TASK DETAILS
According to the Python regular expressions excerpt, inside which two words did the expression "to" find extra copies of the token?

PROVIDED PASSAGE
______________________________

Learn Python in One Hour by Victor R. Volkman

Author:Victor R. Volkman
Language: eng
Format: epub
Publisher: Loving Healing Press Inc.

So we’ve solved two out of three criteria with this simple two-character regular expression (“to”): it matches all permutations of mixed-case including “TO”, “to”, “To” and “tO”, and it works around punctuation such as “to)”. Unfortunately, it found twice as many copies of the token by looking inside tattoo and tool:

"To tattoo (or not to) a tool"

1 2 3 4

Compare this with a brute-force approach of using split(), which is the only tool we had up until now! Isolating all the “to” tokens while ignoring when they appear inside other words would be a really hard problem except for a special character sequence “\b” which does this:

\b Matches the empty string, but only at the beginning or end of a word. A word is defined as a sequence of alphanumeric or underscore characters, so the end of a word is indicated by whitespace or a non-alphanumeric, non-underscore character.

______________________________

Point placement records
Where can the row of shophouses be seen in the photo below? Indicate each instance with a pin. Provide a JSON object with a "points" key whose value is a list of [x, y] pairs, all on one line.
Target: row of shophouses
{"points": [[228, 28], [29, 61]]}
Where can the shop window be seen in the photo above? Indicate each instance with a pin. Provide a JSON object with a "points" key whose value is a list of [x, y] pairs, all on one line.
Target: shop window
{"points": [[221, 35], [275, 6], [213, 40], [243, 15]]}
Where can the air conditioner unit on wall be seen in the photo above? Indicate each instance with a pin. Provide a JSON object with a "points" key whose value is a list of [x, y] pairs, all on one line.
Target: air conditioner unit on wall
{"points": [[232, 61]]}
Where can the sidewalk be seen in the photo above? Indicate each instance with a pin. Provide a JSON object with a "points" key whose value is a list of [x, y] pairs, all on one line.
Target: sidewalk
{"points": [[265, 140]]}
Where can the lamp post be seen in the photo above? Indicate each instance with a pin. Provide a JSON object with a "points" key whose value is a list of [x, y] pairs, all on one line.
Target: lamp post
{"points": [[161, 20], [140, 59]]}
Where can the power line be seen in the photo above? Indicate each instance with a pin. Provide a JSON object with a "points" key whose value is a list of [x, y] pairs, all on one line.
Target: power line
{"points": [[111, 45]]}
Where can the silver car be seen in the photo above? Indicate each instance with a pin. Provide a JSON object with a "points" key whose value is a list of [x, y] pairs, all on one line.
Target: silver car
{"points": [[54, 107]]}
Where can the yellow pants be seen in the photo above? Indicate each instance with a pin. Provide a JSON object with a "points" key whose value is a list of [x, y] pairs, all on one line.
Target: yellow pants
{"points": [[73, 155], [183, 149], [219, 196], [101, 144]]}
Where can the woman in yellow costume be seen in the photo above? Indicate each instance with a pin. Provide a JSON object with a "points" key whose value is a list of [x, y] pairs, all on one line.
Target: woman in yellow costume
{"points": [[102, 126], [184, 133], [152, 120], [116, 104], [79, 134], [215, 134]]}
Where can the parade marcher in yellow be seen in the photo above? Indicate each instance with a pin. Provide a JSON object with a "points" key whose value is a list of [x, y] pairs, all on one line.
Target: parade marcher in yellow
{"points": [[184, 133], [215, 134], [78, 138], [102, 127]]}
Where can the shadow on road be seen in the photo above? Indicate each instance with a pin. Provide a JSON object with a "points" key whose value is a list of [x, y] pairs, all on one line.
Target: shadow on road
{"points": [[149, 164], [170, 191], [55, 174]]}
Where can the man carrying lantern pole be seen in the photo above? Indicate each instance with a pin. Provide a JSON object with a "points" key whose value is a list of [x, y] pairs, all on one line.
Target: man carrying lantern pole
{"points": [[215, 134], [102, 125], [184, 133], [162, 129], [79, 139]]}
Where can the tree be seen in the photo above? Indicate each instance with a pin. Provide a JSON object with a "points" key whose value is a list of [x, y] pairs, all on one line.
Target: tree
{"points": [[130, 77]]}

______________________________

RIGHT ANSWER
Tattoo and tool.